===== Passage =====
Don’t get me wrong. I’m all in favor of marriage, if it suits you. If you’ve always dreamed of an awesome wedding with your awesome opposite-sex life partner, I say go for it. Exchange heartfelt vows head-to-toe in tulle or barefoot in an coniferous forest. Invite all your friends, have an open bar, throw a kickass party. You can even call yourself husband and wife. Just don’t file the paperwork.

The paperwork, after all, marks the contrast. Who can and who can’t fill out an application for a marriage license: that’s how the anti-gay folks have chosen to define marriage. That’s their mistake. They’ve hitched their ideology to a legal definition—the creation of a protected class whose marriages are “valid and recognized” in the state of North Carolina—which means that all it takes to render that definition obsolete is for the protected class to opt out.
=====
Copy the marriage paperwork passage word for word, in full. The rows aren't needed for anything here.
===== Data section =====
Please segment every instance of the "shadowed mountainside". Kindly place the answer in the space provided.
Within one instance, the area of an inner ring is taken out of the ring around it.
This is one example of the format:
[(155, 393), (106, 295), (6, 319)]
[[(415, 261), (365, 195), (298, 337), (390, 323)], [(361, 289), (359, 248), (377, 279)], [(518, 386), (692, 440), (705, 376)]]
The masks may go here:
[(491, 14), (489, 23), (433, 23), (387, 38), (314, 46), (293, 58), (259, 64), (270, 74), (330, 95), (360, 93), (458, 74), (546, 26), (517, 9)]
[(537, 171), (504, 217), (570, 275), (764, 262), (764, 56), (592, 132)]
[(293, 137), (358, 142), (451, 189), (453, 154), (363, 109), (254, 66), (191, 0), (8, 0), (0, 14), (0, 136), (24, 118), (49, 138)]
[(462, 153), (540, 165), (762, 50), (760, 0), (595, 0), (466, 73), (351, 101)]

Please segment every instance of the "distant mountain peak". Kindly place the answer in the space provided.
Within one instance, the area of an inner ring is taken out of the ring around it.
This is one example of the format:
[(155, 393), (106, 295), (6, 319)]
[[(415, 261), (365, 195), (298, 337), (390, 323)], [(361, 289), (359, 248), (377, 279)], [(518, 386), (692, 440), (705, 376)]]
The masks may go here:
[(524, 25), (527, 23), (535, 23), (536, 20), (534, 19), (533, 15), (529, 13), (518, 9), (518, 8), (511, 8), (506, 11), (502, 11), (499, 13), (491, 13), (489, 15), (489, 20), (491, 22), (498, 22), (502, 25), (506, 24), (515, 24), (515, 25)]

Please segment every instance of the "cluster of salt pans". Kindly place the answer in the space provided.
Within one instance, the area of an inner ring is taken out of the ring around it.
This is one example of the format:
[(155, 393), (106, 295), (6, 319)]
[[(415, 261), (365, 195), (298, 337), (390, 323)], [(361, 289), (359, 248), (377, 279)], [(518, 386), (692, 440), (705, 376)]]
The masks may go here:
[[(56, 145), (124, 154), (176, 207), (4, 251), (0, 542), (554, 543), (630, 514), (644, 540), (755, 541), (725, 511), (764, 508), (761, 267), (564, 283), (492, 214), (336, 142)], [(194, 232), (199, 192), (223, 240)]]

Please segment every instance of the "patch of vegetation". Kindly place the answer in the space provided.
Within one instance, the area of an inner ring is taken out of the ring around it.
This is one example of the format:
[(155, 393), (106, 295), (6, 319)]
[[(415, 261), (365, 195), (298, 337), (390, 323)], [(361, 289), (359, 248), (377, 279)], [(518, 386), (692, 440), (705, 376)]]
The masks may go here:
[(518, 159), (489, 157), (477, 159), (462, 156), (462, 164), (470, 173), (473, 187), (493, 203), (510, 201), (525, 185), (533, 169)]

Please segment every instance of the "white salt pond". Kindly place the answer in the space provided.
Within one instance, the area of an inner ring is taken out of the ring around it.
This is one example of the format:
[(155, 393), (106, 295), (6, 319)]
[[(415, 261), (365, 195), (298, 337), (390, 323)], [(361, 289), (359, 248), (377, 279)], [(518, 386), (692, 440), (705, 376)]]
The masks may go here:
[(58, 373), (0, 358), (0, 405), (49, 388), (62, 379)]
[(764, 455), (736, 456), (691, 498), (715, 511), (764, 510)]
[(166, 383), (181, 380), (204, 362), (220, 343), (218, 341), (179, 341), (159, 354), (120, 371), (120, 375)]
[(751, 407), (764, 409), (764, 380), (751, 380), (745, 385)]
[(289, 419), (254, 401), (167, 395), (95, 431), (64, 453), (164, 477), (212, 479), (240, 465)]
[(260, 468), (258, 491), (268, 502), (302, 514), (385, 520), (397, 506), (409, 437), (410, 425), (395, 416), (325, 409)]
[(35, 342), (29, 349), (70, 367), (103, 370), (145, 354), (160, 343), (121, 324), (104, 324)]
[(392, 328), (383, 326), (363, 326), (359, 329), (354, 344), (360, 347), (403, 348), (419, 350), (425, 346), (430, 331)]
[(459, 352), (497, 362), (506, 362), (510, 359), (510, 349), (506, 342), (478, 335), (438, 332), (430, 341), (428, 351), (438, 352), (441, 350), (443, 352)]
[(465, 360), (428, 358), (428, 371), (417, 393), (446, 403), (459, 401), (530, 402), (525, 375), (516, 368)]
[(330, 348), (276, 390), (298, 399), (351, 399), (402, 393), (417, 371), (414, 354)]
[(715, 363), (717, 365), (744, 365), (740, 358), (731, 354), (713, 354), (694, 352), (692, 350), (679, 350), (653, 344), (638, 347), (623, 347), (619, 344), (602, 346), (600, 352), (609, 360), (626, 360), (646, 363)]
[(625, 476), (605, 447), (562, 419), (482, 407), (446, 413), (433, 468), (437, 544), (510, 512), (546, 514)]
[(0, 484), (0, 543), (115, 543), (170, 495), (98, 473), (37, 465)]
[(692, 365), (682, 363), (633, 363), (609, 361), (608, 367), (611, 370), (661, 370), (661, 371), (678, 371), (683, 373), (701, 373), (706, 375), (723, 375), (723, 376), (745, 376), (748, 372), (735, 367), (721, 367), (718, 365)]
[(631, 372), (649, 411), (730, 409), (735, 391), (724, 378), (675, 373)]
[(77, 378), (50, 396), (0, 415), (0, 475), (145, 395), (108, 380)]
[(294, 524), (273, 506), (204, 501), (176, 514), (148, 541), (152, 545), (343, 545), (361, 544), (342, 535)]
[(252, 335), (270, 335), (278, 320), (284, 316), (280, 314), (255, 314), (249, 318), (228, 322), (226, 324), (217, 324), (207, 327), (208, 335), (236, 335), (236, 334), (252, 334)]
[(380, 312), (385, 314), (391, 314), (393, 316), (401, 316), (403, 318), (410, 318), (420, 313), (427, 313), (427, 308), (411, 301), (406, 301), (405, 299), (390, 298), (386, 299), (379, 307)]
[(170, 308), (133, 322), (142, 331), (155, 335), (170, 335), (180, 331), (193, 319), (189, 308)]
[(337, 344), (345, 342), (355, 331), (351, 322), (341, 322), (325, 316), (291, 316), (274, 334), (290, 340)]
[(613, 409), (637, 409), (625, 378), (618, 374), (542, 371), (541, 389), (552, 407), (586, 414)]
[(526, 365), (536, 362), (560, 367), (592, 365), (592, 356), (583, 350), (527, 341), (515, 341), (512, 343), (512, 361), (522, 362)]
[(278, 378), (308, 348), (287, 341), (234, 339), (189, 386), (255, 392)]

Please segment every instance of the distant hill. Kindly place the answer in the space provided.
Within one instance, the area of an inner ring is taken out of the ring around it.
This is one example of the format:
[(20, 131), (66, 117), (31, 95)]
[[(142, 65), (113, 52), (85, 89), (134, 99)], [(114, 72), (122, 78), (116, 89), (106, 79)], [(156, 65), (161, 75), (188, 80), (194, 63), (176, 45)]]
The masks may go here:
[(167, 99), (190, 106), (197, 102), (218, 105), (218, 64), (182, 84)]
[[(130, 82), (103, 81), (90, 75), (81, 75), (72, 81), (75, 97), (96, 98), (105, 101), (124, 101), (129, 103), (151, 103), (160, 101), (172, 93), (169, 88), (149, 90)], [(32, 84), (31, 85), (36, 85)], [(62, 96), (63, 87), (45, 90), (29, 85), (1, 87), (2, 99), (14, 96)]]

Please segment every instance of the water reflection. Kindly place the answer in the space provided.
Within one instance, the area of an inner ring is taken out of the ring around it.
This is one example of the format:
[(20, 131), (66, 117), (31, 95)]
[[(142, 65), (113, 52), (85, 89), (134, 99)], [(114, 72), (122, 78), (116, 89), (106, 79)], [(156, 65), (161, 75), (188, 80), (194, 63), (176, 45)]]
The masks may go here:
=====
→ Correct answer
Don’t get me wrong. I’m all in favor of marriage, if it suits you. If you’ve always dreamed of an awesome wedding with your awesome opposite-sex life partner, I say go for it. Exchange heartfelt vows head-to-toe in tulle or barefoot in an coniferous forest. Invite all your friends, have an open bar, throw a kickass party. You can even call yourself husband and wife. Just don’t file the paperwork.

The paperwork, after all, marks the contrast. Who can and who can’t fill out an application for a marriage license: that’s how the anti-gay folks have chosen to define marriage. That’s their mistake. They’ve hitched their ideology to a legal definition—the creation of a protected class whose marriages are “valid and recognized” in the state of North Carolina—which means that all it takes to render that definition obsolete is for the protected class to opt out.